• **Task brief**
Copy the part of the article on Kawasaki disease that opens with "Dr. Sanjay Parikh, the" and closes with "tongue and lips.", switching "skin rash" to "peeling rash".

(Reading passage)

JOHNSON COUNTY, Ind. – An Indiana mother is raising awareness after her son was diagnosed with an uncommon disease that affects the heart, according to WXIN.

Jamie Jones, 8, was diagnosed with Kawasaki disease in October 2015.

The disease was misdiagnosed several times before doctors said he had Kawasaki disease.

"It started with a fever," said Jamie's mother, Jessica Jones. "We took him to multiple ERs and urgent cares and they kept telling us it was just a viral infection. They were giving him antibiotics that weren't making him any better. He couldn't walk, couldn't talk and I knew something was off with him because he just wasn't getting better."

Dr. Sanjay Parikh, the director of pediatric cardiology at Peyton Manning Children's Hospital, said Kawasaki disease is more common than people think. He said in an average year, he sees nearly 15 patients with the disease.

He said symptoms of the disease include a high grade fever for several days, a skin rash on the fingers and toes, red eyes and changes in the tongue and lips.

(End Reading passage)
(Information)

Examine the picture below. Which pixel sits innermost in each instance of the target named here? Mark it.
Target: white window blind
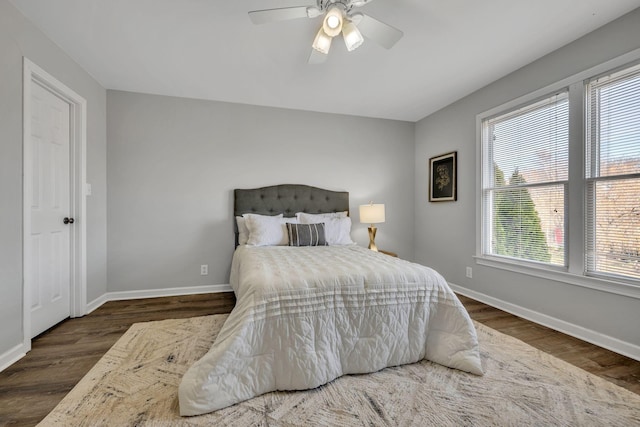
(613, 174)
(525, 178)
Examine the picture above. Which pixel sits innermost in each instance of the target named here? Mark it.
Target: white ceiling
(209, 49)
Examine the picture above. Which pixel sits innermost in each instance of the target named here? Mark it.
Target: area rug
(136, 383)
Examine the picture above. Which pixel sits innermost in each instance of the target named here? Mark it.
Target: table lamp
(372, 214)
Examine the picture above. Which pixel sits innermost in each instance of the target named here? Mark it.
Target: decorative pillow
(317, 218)
(306, 234)
(266, 230)
(337, 230)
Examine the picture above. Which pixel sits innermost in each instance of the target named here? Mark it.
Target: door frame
(33, 74)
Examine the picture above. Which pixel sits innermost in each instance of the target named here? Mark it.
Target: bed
(306, 315)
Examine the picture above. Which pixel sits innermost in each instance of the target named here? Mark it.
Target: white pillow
(267, 230)
(319, 217)
(337, 231)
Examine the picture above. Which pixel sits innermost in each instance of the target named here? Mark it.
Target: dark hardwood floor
(61, 356)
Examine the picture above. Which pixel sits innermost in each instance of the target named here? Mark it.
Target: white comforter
(305, 316)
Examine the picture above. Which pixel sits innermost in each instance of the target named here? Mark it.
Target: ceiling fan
(339, 17)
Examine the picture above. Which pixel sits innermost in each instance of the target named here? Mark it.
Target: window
(525, 159)
(560, 181)
(613, 174)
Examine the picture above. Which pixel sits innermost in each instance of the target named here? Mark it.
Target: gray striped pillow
(306, 234)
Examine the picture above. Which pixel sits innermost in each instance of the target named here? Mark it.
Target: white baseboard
(155, 293)
(12, 356)
(18, 352)
(621, 347)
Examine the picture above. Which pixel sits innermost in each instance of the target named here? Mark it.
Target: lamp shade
(322, 43)
(372, 214)
(352, 37)
(332, 23)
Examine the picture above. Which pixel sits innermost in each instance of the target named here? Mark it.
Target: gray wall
(173, 164)
(446, 232)
(19, 38)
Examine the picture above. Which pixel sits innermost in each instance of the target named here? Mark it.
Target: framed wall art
(442, 178)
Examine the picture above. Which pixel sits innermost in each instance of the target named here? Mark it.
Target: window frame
(487, 151)
(575, 272)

(End Information)

• **Solution for this exercise**
Dr. Sanjay Parikh, the director of pediatric cardiology at Peyton Manning Children's Hospital, said Kawasaki disease is more common than people think. He said in an average year, he sees nearly 15 patients with the disease.

He said symptoms of the disease include a high grade fever for several days, a peeling rash on the fingers and toes, red eyes and changes in the tongue and lips.